▶ Data records
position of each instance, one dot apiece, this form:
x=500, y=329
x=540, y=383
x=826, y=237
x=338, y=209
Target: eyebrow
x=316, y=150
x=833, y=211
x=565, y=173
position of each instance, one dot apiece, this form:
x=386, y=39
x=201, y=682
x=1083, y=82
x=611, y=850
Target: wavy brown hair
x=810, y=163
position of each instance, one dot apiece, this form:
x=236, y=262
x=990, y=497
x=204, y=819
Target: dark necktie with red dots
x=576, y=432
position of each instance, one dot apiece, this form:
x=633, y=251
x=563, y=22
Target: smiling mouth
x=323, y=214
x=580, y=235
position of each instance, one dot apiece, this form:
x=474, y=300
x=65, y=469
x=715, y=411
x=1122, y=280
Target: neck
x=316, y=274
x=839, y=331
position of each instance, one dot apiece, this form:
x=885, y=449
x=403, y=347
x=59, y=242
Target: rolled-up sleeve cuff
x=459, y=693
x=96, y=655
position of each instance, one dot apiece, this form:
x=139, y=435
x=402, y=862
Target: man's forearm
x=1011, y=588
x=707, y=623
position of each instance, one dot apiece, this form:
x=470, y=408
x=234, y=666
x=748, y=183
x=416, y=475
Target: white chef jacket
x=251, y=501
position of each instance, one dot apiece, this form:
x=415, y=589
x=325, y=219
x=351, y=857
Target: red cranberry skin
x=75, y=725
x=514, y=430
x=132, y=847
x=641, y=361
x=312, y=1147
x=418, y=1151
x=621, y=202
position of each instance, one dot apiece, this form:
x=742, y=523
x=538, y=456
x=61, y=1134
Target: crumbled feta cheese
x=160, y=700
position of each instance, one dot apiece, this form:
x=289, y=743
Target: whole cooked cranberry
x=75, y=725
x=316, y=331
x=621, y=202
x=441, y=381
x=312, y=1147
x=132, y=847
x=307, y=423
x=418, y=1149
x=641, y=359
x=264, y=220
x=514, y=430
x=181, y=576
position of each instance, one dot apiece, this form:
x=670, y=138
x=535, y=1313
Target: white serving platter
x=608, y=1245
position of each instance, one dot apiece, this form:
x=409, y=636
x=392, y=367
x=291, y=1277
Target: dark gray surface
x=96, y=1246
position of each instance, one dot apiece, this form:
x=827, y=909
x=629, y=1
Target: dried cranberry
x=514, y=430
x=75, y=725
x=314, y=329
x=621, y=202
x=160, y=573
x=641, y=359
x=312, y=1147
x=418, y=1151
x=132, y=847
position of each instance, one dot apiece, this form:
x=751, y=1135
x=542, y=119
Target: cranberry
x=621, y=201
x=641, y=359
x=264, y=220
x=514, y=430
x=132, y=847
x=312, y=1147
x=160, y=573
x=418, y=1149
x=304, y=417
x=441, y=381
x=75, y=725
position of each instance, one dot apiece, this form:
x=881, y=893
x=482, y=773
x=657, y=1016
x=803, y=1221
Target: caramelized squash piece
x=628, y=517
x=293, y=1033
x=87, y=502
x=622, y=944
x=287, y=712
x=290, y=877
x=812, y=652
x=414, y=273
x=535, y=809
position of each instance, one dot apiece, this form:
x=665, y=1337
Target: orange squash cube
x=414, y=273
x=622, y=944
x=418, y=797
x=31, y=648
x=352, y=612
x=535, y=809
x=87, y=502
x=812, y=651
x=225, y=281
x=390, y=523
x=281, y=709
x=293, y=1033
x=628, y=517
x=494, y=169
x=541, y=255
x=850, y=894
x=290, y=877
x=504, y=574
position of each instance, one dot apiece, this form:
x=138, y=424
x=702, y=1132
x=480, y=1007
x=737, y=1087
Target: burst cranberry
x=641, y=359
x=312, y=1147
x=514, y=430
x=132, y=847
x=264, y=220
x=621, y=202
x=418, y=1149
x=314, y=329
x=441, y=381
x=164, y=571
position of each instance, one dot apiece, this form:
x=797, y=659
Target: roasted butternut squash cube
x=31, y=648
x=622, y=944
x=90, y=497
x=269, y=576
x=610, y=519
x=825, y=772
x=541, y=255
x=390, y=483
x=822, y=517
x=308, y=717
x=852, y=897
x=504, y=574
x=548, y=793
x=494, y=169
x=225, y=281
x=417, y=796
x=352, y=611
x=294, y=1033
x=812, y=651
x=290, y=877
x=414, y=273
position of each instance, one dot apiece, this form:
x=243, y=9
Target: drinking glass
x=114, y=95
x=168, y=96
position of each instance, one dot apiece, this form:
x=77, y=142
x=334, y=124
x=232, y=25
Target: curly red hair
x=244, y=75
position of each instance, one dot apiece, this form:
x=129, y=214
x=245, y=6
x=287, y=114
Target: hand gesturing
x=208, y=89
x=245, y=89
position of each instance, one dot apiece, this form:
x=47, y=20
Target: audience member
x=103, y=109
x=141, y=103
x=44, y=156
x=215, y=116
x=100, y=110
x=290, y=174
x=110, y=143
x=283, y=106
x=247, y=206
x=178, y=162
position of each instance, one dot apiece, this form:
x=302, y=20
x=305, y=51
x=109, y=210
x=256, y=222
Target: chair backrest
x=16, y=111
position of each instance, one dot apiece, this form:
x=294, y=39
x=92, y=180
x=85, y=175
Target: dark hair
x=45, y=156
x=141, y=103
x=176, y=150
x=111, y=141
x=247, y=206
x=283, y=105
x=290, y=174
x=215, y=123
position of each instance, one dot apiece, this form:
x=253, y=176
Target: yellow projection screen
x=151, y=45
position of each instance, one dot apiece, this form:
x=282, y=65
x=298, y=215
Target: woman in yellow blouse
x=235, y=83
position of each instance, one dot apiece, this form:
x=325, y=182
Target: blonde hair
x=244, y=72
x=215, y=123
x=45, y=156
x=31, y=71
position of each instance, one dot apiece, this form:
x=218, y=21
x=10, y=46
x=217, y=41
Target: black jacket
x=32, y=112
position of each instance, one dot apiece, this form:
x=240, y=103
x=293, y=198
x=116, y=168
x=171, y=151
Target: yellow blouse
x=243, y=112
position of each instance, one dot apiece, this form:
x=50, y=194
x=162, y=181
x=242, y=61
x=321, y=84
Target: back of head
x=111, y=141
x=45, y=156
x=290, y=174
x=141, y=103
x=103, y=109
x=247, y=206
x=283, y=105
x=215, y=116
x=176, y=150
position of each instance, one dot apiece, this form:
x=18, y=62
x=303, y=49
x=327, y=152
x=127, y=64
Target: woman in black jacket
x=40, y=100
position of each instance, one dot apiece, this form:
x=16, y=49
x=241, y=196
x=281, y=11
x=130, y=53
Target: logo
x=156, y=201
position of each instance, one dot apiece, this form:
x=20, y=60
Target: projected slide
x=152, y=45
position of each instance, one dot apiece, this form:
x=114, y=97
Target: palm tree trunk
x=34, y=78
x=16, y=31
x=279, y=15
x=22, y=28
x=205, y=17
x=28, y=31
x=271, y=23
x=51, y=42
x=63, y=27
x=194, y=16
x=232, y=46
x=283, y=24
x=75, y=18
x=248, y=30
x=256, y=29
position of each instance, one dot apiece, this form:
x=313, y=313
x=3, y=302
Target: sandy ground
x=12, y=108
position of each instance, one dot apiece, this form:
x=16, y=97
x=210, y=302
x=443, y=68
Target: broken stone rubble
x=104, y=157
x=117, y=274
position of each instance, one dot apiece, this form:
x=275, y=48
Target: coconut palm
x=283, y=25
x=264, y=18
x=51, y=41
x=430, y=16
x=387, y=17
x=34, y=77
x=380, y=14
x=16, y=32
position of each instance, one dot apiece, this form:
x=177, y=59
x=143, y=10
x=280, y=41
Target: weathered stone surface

▶ Given instruction
Count the lines in the listing above that contain the word "black", matching case exactly, and reply with only that number.

▶ Expected output
2